WHAT THE TASK ASKS
The entries should be restated word for word.

RECORDS

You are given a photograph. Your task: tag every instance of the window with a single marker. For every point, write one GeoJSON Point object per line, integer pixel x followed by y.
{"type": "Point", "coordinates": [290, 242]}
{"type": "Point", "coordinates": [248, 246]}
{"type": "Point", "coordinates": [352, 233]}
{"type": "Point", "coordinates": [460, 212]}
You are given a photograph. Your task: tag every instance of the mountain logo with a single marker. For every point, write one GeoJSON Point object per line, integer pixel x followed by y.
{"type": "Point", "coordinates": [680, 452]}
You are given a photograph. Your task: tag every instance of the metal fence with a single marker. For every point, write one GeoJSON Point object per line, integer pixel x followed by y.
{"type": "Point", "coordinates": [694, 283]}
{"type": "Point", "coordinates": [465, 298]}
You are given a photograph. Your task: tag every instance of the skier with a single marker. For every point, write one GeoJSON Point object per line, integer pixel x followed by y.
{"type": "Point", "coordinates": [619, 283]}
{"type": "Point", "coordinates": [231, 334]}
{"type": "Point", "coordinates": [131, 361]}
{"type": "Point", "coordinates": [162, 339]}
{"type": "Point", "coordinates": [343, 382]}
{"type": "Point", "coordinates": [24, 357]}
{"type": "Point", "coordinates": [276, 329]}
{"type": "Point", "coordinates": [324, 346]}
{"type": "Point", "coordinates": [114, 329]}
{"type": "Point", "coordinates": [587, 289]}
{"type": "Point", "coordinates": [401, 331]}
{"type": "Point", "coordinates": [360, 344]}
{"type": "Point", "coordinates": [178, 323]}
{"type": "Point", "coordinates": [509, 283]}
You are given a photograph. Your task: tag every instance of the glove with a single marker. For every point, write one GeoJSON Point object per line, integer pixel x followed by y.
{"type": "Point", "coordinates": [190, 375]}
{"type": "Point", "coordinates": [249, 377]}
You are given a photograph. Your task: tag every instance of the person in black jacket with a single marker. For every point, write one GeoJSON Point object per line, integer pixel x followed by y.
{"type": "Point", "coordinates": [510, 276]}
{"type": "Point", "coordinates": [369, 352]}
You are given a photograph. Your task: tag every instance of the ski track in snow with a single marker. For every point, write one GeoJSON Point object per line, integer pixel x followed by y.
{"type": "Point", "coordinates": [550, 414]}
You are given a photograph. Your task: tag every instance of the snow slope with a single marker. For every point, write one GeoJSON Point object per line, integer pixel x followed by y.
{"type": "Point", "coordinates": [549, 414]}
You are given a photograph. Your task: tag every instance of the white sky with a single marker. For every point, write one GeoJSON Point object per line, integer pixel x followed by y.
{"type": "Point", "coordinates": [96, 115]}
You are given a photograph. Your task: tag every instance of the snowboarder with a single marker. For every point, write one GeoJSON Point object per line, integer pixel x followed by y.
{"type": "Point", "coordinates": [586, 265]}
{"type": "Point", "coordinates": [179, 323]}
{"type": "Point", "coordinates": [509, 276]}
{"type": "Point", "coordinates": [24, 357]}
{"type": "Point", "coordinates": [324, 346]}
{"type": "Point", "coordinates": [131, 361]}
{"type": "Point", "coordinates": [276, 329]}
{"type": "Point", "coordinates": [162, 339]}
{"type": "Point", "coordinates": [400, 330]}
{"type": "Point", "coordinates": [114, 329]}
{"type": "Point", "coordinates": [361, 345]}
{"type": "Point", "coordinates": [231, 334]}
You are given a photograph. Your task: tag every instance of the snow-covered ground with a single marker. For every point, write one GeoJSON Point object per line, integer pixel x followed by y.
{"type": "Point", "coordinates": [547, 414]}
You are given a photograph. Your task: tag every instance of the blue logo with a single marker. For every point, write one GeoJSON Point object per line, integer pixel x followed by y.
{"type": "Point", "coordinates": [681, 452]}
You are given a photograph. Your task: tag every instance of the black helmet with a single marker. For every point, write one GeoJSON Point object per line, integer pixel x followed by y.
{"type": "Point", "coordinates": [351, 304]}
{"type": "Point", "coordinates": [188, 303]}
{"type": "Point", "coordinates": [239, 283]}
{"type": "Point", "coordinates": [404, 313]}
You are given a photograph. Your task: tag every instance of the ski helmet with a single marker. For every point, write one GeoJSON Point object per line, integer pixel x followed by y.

EXPECTED ANSWER
You are given a photograph. Your task: tag every instance of the window with a single marker. For every point, write one GeoJSON Point object per line, integer pixel x followed by y.
{"type": "Point", "coordinates": [290, 242]}
{"type": "Point", "coordinates": [248, 246]}
{"type": "Point", "coordinates": [352, 233]}
{"type": "Point", "coordinates": [460, 212]}
You are given a photograph. Your task: tag every instance of the mountain logo with a single marker. For every point, write one GeoJSON Point object per line, integer pixel x followed by y.
{"type": "Point", "coordinates": [680, 452]}
You are given a photograph. Your task: tag every instance of the metal fence with a single marker. For every point, write one GeoJSON Point object per line, integer pixel x followed by y.
{"type": "Point", "coordinates": [694, 283]}
{"type": "Point", "coordinates": [465, 298]}
You are given a photograph. Your task: tag every instance of the skier with a single marker. For every point, write one GeoJSON Point object per line, integer pixel x followed by y.
{"type": "Point", "coordinates": [619, 283]}
{"type": "Point", "coordinates": [231, 334]}
{"type": "Point", "coordinates": [131, 361]}
{"type": "Point", "coordinates": [162, 339]}
{"type": "Point", "coordinates": [343, 382]}
{"type": "Point", "coordinates": [24, 357]}
{"type": "Point", "coordinates": [276, 329]}
{"type": "Point", "coordinates": [324, 346]}
{"type": "Point", "coordinates": [114, 329]}
{"type": "Point", "coordinates": [587, 289]}
{"type": "Point", "coordinates": [401, 331]}
{"type": "Point", "coordinates": [360, 344]}
{"type": "Point", "coordinates": [178, 323]}
{"type": "Point", "coordinates": [509, 283]}
You are given a photograph. Your task: tag every instance of the glove with a single marker. For every point, write one GeoJSON Point object per line, integer pixel x followed by y.
{"type": "Point", "coordinates": [190, 375]}
{"type": "Point", "coordinates": [249, 377]}
You are given a photograph. Your task: tag every instance of the person in black jacket with a single marker. For every point, write one GeoJSON Point object per line, integer pixel x followed by y.
{"type": "Point", "coordinates": [510, 276]}
{"type": "Point", "coordinates": [369, 352]}
You are given a photograph. Your task: tag every instance of the ski track in snow with a single marker. For every point, write one GeoJSON Point object per line, integer pixel x followed by y.
{"type": "Point", "coordinates": [550, 414]}
You are given a photograph. Your task: tag every instance of the snow slope with a single marker. For every point, write one GeoJSON Point object per line, integer pixel x followed by y.
{"type": "Point", "coordinates": [549, 414]}
You are given a photograph. Your task: tag every instance of the white sky with a single marker. For every point, write one GeoJSON Point object per line, integer pixel x followed by y.
{"type": "Point", "coordinates": [96, 115]}
You are given a photograph. Your task: tag every instance of the snowboarder with a single marker. For every point, write one GeoJSON Point object per line, integer pixel x followed by y.
{"type": "Point", "coordinates": [586, 265]}
{"type": "Point", "coordinates": [179, 323]}
{"type": "Point", "coordinates": [509, 276]}
{"type": "Point", "coordinates": [24, 357]}
{"type": "Point", "coordinates": [324, 346]}
{"type": "Point", "coordinates": [131, 361]}
{"type": "Point", "coordinates": [276, 329]}
{"type": "Point", "coordinates": [162, 339]}
{"type": "Point", "coordinates": [400, 330]}
{"type": "Point", "coordinates": [114, 329]}
{"type": "Point", "coordinates": [361, 345]}
{"type": "Point", "coordinates": [231, 334]}
You are given a photograph. Your task: tag every instance of the snow-covered ground with a single marker. For every point, write one GeoJSON Point object per line, integer pixel x followed by y.
{"type": "Point", "coordinates": [547, 414]}
You are given a photograph. Your task: tag every instance of the blue logo with a single marker. For every point, write one GeoJSON Point object per line, integer pixel x followed by y.
{"type": "Point", "coordinates": [681, 452]}
You are given a photograph. Your task: tag every instance of the black helmet with a single marker. For every point, write one GeoJSON Point object per line, integer pixel x followed by y.
{"type": "Point", "coordinates": [351, 304]}
{"type": "Point", "coordinates": [188, 303]}
{"type": "Point", "coordinates": [239, 283]}
{"type": "Point", "coordinates": [404, 313]}
You are given a photograph. Your task: tag every instance of the ski helmet with a single marker. For every point, write one GeoJSON Point object per line, integer pixel x followed by y.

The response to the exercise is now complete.